I loved the first Amazing Spider-Man game when it came out in 2012—possibly more than it deserved. For whatever reason, I could overlook its flaws and I just got into that game hardcore. It’s still a game that I enjoy replaying from the start. Maybe my opinion was colored by my love for the movie (again, more than it deserved) because we were finally free of Sam Raimi, Toby Maguire and their irreverent, cornball take on one of my favorite comic book heroes. Maybe it was the love I could see that Beenox put into that game, the attention to detail that proved these people were real fans. Whatever it was, that movie and its corresponding game were a special one-two punch that made this longtime Spidey fanboy very happy.
My love for the first game makes the disappointing parts of its sequel all the more of a letdown, because as much as I wanted to love Amazing Spider-Man 2, it just falls short. It’s the same basic game I remember, but the added features and ideas actually change and detract from the original's beautifully elegant framework. Amazing Spider-Man 2 is not a bad game, but it is far too ambitious for its own good and its new ideas are rushed and awkwardly implemented.
Amazing Spider-Man 2 is built on the same basic framework as its predecessor. It’s an open sandbox that lets you explore a massive Manhattan hub-world, from which you can engage in story missions, random diversions and other miscellaneous activities. Once again there are hundreds of comic pages to collect, action figures to acquire and concept art to unlock. There have been a few minor structural changes: all of the collectibles are recorded for viewing at the Comic Stand, the comic shop of none other than Stan Lee who reprises his cameo from the first game.
The city is still basically the same but the structure has been overhauled since the first game to facilitate the new, more realistic web-swinging mechanics. You now use both left and right triggers to control Spidey’s left and right webshooters, so you’ll ideally want to alternate to establish an even swinging rhythm. Spidey’s weblines now attach to objects in the world instead of being anchored on vague points off in the distance. To accommodate this, the game’s Manhattan has a more grid-like layout and the streets are wider. It’s definitely more realistic but you can’t swing nearly as high or fast as you could in the first game. You’ll be swinging much closer to the streets, which takes some of the boundless exhilaration out of the experience.
The web rush mechanic returns to make managing Spidey’s breakneck speed a little easier. It’s still a godsend compared to the spastic imprecision of the old Treyarch games, but somehow web rush feels more finicky and touchy than it did in the first game. You can’t upgrade it for slower time perception anymore, and quick taps of the bumper will, again, typically have you overshooting your desired target by two blocks. Maybe it’s just me but it feels like the cursor doesn’t “stick” to interactive items, perch points and collectibles as well as it did in the first game.
All told, the tradeoffs for more realistic swinging are acceptable and the added skill it takes turns the swinging experience into something more active. Rather, it’s the game’s random mission structure where things start to legitimately break. The Amazing Spider-Man 2 has many of the repeating side quests from the first game—car chase, police standoff, and citizens in distress—along with a couple new ones, including bomb disposal and burning buildings. However they aren’t doled out in batches as you progress in the story, but rather appear at random, and quickly expire after a short time.

§ Set of tasks:
1. According to the game review, in what year did the first Amazing Spider-Man game come out?
2. List every kind of side quest that the game review names for Amazing Spider-Man 2, both the ones carried over from the first game and the new ones.
3. Transcribe the part of the game review starting with "Amazing Spider-Man 2 is built" and going on through "from the first game.".

§ Available data:
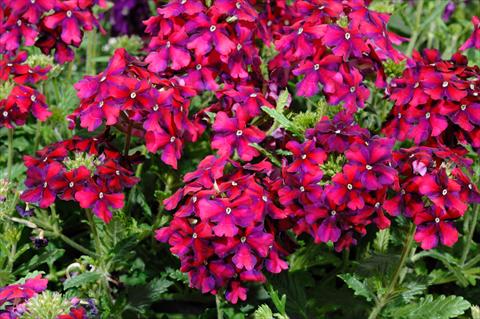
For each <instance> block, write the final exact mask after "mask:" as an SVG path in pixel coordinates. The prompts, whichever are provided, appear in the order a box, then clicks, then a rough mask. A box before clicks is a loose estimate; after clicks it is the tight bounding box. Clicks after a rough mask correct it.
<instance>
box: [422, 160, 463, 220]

§ Answers in order:
1. 2012

2. Car chase, police standoff, citizens in distress, bomb disposal, burning buildings

3.
Amazing Spider-Man 2 is built on the same basic framework as its predecessor. It’s an open sandbox that lets you explore a massive Manhattan hub-world, from which you can engage in story missions, random diversions and other miscellaneous activities. Once again there are hundreds of comic pages to collect, action figures to acquire and concept art to unlock. There have been a few minor structural changes: all of the collectibles are recorded for viewing at the Comic Stand, the comic shop of none other than Stan Lee who reprises his cameo from the first game.